Tarea 1: Según el texto sobre Paulo Coelho, ¿hasta dónde viaja el pastor de ovejas de El alquimista en busca de un tesoro?
Tarea 2: Indique si cada afirmación concuerda con el texto sobre Paulo Coelho y cite las palabras que lo deciden: (a) El alquimista se publicó en 1988. (b) El pastor de ovejas del libro es gallego. (c) El autor considera a Coelho un escritor rico en recursos estilísticos.

Texto de estudio:

Por Héctor Abad Faciolince
| 12 de Abril, 2013
Traducido a 56 idiomas,
publicado en 150 países, con más de 54 millones de libros vendidos, a
Paulo Coelho hay que reconocerle al menos una virtud: es una mina de oro
para sí mismo y para las editoriales. En su libro de mayor éxito, El alquimista
(1988), un pastor de ovejas andaluz viaja hasta las pirámides de Egipto
en busca de un tesoro. Antes de llegar a su destino se encuentra con el
gran mago que posee los dos pilares de la sabiduría alquímica, es
decir, sabe destilar el elíxir de la larga vida y ha fabricado un huevo amarillo, la piedra filosofal, con cuya ralladura se puede convertir en oro cualquier otro metal.
En su viaje hacia las tumbas de los
faraones el alquimista le ha revelado al muchacho otro secreto: “Cada
hombre sobre la faz de la tierra tiene un tesoro que lo está esperando”.
Luego le explica que si no todos encontramos este tesoro personal, es
porque “los hombres ya no tienen interés en encontrarlo”. Sospecho que
muchos desgraciados se consuelan creyendo semejante ingenuidad. Vista
descarnadamente, es sólo una simpleza o una pía ilusión. Sin embargo hay
algo que tenemos que conceder, y es que sin duda Paulo Coelho encontró
su propio tesoro, en cierto sentido su piedra filosofal: la
ralladura sosa y rosa y empalagosa de su prosa se convierte —como por
arte de magia— en oro editorial, en millones de copias de consumo masivo
de mediocridad. Pero ¿cómo lo hace? ¿Y por qué, siendo un escritor tan
rudimentario en el uso del lenguaje, tan pobre en el pensamiento y tan
elemental en sus recursos estilísticos, consigue tocar la sensibilidad
de tanta gente?

Datos disponibles:
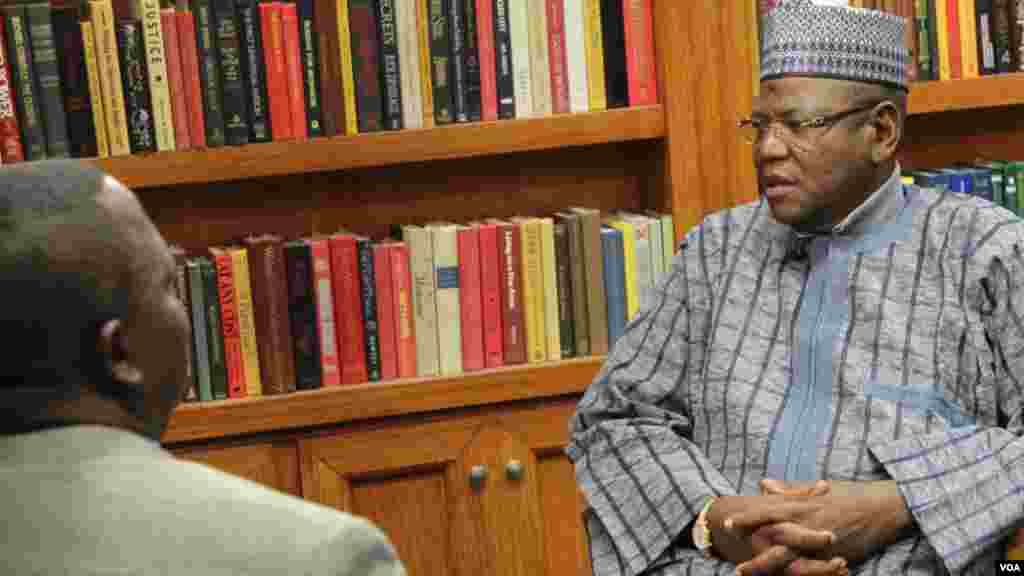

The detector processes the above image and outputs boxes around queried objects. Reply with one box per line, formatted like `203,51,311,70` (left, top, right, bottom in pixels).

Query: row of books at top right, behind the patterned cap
851,0,1024,80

Resultado 1: Viaja hasta las pirámides de Egipto.

Resultado 2:
(a) Sí: "El alquimista (1988)".
(b) No: "un pastor de ovejas andaluz".
(c) No: "tan elemental en sus recursos estilísticos".